| Exercise objective |
Return the full listing, so that each line matches the original exactly.

| Data extract |

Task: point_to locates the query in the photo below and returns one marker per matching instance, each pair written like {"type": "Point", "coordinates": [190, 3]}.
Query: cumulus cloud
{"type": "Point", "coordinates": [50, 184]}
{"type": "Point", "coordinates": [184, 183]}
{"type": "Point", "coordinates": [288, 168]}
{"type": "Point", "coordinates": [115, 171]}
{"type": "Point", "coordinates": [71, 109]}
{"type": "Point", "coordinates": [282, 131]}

| Response for this exercise |
Task: point_to locates the query in the photo below and returns one marker per matching instance, each pair written like {"type": "Point", "coordinates": [190, 3]}.
Query: cumulus cloud
{"type": "Point", "coordinates": [50, 184]}
{"type": "Point", "coordinates": [184, 183]}
{"type": "Point", "coordinates": [288, 168]}
{"type": "Point", "coordinates": [115, 171]}
{"type": "Point", "coordinates": [71, 109]}
{"type": "Point", "coordinates": [282, 131]}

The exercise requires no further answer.